- [Tasks for this exercise]:
1. Answer these questions from the Manzanar discussion, one per line:
(a) In which state is Heart Mountain?
(b) What is the name of the NPS ranger shown in the video?
(c) In what year did the Japanese-American professor go to college in Philadelphia?
2. Reproduce word for word the part of the Manzanar discussion starting at "Brooks, this was" and ending at "Wyoming is another.".

- [Exercise passage]:
━━━━

You may find this video featuring a visit to a Japanese-American internment camp at Manzanar, California, to be of interest.
I find it of interest in part because the NPS ranger featured in the video, Patricia Biggs, was my undergraduate student at ASU (as well as my teaching assistant and as a grad student who took classes from me).
Brooks, this was really fascinating. Thanks for posting it.
Thanks for posting this interesting (and important) video. Manzanar isn’t the only place where this unfortunate event has been memorialized. Heart Mountain in Wyoming is another.
http://heartmountain.org/
I had a Japanese-American professor in college who told me that being “interned” was the best thing that happened to him. Because of the internment, he was able to go to college in 1943 in Philadelphia which set him on the road to success. He also talked about the large number of “crazy” 1st Generation Japanese in the camps who refused to pledge allegiance to the USA and who actually thought Japan was going to win the war. He was a very interesting fellow, and taught me that history is often grey and complex and opposed to black and white.

━━━━

- [Input data]:
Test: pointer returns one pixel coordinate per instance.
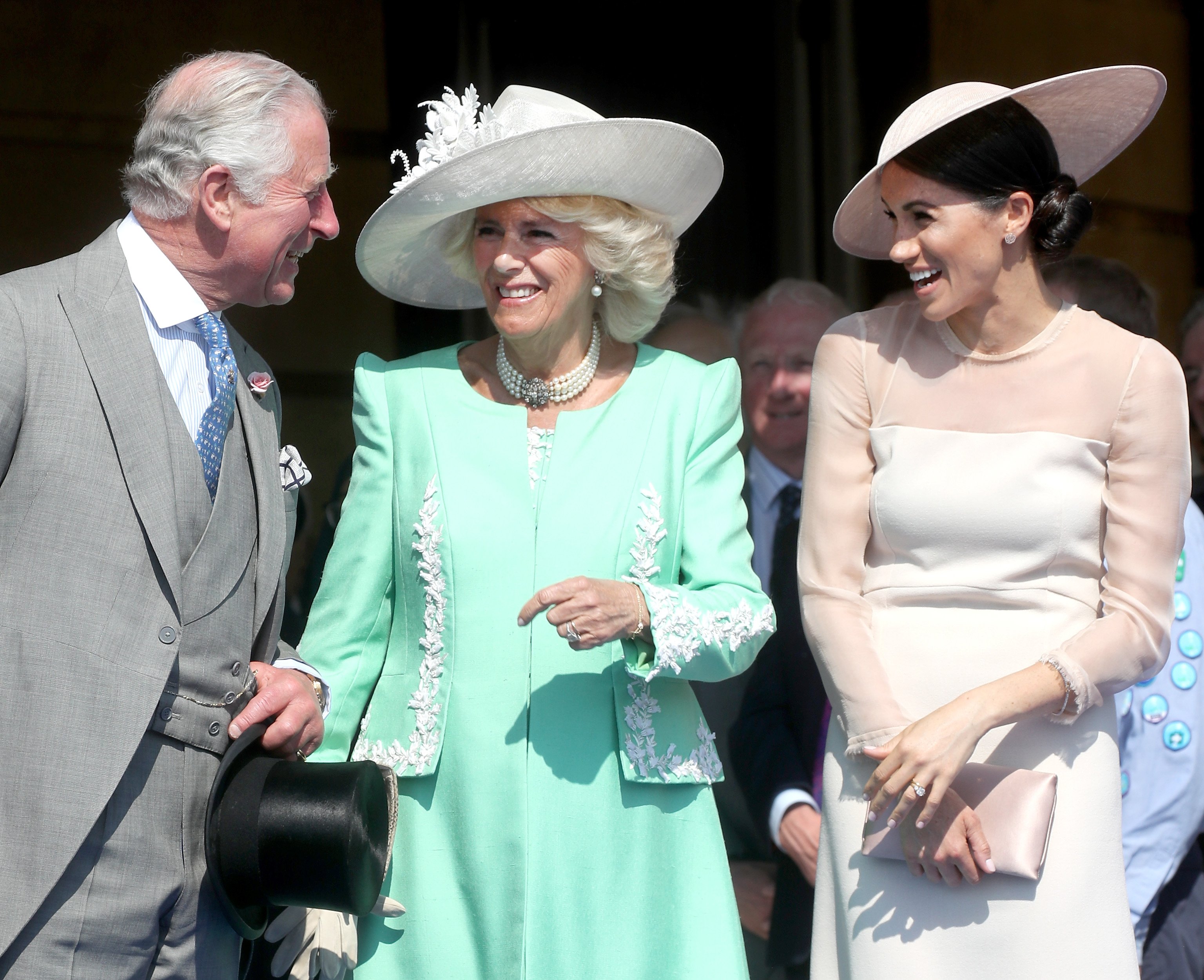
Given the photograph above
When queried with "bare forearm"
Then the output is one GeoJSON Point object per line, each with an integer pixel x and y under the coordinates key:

━━━━

- [Results]:
1.
(a) Wyoming
(b) Patricia Biggs
(c) 1943

2.
Brooks, this was really fascinating. Thanks for posting it.
Thanks for posting this interesting (and important) video. Manzanar isn’t the only place where this unfortunate event has been memorialized. Heart Mountain in Wyoming is another.